• _Task to complete_: Having read the records, set them all down exactly as they appear.

- Opening Delimiter -

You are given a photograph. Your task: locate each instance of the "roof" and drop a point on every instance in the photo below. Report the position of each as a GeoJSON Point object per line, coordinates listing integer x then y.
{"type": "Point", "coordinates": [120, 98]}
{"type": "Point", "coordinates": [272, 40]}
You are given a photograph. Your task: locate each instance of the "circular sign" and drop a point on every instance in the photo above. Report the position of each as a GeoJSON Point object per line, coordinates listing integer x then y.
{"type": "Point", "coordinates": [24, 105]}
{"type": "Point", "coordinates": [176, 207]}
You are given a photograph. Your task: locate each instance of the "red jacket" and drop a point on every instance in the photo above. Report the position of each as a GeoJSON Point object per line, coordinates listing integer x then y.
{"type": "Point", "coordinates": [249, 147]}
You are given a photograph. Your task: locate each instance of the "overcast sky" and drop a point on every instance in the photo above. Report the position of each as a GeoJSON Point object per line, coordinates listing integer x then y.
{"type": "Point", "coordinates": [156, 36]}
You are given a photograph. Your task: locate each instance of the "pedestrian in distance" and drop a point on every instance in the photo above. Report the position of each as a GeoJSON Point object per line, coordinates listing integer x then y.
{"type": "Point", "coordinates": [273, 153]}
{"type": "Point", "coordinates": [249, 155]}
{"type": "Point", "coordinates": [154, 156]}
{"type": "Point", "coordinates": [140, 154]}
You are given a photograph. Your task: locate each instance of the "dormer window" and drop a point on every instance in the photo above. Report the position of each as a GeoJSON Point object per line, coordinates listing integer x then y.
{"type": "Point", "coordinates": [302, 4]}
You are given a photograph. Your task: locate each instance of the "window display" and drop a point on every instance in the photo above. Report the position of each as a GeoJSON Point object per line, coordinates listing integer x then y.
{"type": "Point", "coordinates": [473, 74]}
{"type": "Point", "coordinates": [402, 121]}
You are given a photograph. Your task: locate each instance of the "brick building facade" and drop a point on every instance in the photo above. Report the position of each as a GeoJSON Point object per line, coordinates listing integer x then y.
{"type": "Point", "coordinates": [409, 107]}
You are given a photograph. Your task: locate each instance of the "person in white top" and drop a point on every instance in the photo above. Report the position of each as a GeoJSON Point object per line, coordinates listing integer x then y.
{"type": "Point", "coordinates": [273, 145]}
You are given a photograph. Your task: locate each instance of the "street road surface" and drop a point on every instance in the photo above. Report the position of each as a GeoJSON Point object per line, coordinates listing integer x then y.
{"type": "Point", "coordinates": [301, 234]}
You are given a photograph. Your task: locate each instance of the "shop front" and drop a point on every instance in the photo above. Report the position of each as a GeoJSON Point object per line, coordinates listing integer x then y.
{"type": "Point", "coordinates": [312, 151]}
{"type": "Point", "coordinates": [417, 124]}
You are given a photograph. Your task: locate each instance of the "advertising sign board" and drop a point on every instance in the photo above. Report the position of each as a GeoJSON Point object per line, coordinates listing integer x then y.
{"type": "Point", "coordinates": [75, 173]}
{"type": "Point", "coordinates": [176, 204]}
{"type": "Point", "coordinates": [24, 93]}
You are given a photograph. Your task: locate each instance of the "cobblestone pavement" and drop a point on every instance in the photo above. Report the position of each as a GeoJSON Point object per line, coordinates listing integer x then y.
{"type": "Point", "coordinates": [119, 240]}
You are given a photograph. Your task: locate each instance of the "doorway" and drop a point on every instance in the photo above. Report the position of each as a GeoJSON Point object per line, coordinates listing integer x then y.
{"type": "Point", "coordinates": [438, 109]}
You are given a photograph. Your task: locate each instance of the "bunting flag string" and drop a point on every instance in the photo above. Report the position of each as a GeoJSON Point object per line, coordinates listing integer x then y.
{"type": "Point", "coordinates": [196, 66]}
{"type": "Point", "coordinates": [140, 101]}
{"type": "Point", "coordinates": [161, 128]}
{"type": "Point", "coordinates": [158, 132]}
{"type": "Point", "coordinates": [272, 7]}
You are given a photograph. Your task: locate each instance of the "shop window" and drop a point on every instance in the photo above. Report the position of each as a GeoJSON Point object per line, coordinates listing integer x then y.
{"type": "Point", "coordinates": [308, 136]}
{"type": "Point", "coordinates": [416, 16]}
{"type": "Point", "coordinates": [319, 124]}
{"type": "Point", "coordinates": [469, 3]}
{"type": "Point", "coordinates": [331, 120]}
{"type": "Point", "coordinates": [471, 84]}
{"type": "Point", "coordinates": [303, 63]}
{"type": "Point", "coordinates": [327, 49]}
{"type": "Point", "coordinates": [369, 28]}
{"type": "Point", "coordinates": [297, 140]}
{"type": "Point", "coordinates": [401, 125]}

- Closing Delimiter -

• _Result below_:
You are given a photograph. Your task: locate each instance of the "roof" and drop a point on every instance in the photo below. Report the position of each as a GeoJSON Point object per line, coordinates listing integer x then y.
{"type": "Point", "coordinates": [120, 98]}
{"type": "Point", "coordinates": [272, 40]}
You are given a photograph. Your task: locate each instance of the "circular sign" and drop a point on every instance in the photo above. Report the position of each as a GeoJSON Point object per line, coordinates listing integer x then y.
{"type": "Point", "coordinates": [24, 105]}
{"type": "Point", "coordinates": [176, 207]}
You are given a photograph. Your task: locate each instance of the "red jacket" and drop a point on every instance in the photo above. Report the position of each as a GeoJSON Point object per line, coordinates listing integer x then y.
{"type": "Point", "coordinates": [249, 147]}
You are given a photograph. Your task: locate each instance of the "overcast sky" and drop a point on every instance in the photo above. Report the position of each as a GeoJSON Point object per line, coordinates listing integer x then y.
{"type": "Point", "coordinates": [156, 36]}
You are given a photograph. Your task: locate each instance of the "pedestrian in distance" and drop a point on every instance in the photo above. Report the position of each as a GeoJSON Point object per line, coordinates listing integer x then y.
{"type": "Point", "coordinates": [273, 153]}
{"type": "Point", "coordinates": [249, 155]}
{"type": "Point", "coordinates": [154, 156]}
{"type": "Point", "coordinates": [140, 154]}
You are given a photograph. Your task: locate each instance of the "dormer window" and drop a point on every instance in the photo above. Report the position of each as a GeoJSON Point object per line, coordinates listing integer x then y.
{"type": "Point", "coordinates": [302, 4]}
You are given a photograph. Your task: locate each instance of the "window display" and drop a point on every instance in the photo above. Report the position of each as a GeoJSON Point object per line, coordinates listing integer x then y.
{"type": "Point", "coordinates": [473, 74]}
{"type": "Point", "coordinates": [402, 121]}
You are given a photograph. Your task: locate each instance of the "brick building facade" and drop a point on every instance in the photo above. Report the position of each as a GeoJSON Point object per line, coordinates listing integer x then y.
{"type": "Point", "coordinates": [409, 107]}
You are given a photograph. Your task: locate each instance of the "person in white top" and drop a point on every instance in the photo above. Report the position of each as a GeoJSON Point object per line, coordinates listing integer x then y.
{"type": "Point", "coordinates": [273, 145]}
You are given a photograph. Your task: locate each instance of the "street road surface" and drop a point on every instance in the photo above. Report the position of each as a GeoJSON Point object per line, coordinates listing integer x then y.
{"type": "Point", "coordinates": [301, 234]}
You are given a photograph. Your task: locate each instance of the "shop front" and drop a point on every instance in the photo above. Report the position of each as a GeoJSON Point object per line, coordinates listing integer x then y.
{"type": "Point", "coordinates": [312, 151]}
{"type": "Point", "coordinates": [417, 124]}
You are given a photograph. Your task: locate each instance of the "advertising sign board" and drop a point on every instance in the photo above. Report the position of each as a GeoJSON Point object per line, coordinates listing integer x then y.
{"type": "Point", "coordinates": [75, 173]}
{"type": "Point", "coordinates": [176, 204]}
{"type": "Point", "coordinates": [24, 93]}
You are given a photograph. Your task: locate each instance of the "cobblestone pavement" and drop a point on every instance in the photo above. Report the position of each as a GeoJSON Point object per line, coordinates listing integer x then y.
{"type": "Point", "coordinates": [119, 240]}
You are given a photograph. Your task: locate each instance of the "doorway" and drop a point on every instance in the photo above. Report the position of each as a GeoJSON Point object per line, coordinates listing integer x then y.
{"type": "Point", "coordinates": [438, 109]}
You are given a photograph. Your task: locate each instance of the "bunting flag string" and drop a point on every instance in the photo above. Report the position of each as a GeoJSON Point object per line, coordinates listing integer x then y.
{"type": "Point", "coordinates": [196, 66]}
{"type": "Point", "coordinates": [140, 101]}
{"type": "Point", "coordinates": [161, 128]}
{"type": "Point", "coordinates": [158, 132]}
{"type": "Point", "coordinates": [272, 7]}
You are given a photograph. Your task: locate each instance of the "shop window" and drop a point on every instance in the photo above. Report the position of each as a GeoJSON Point object per line, coordinates listing integer x then y.
{"type": "Point", "coordinates": [308, 136]}
{"type": "Point", "coordinates": [416, 16]}
{"type": "Point", "coordinates": [319, 124]}
{"type": "Point", "coordinates": [469, 3]}
{"type": "Point", "coordinates": [331, 120]}
{"type": "Point", "coordinates": [471, 84]}
{"type": "Point", "coordinates": [303, 63]}
{"type": "Point", "coordinates": [327, 49]}
{"type": "Point", "coordinates": [369, 28]}
{"type": "Point", "coordinates": [297, 140]}
{"type": "Point", "coordinates": [401, 125]}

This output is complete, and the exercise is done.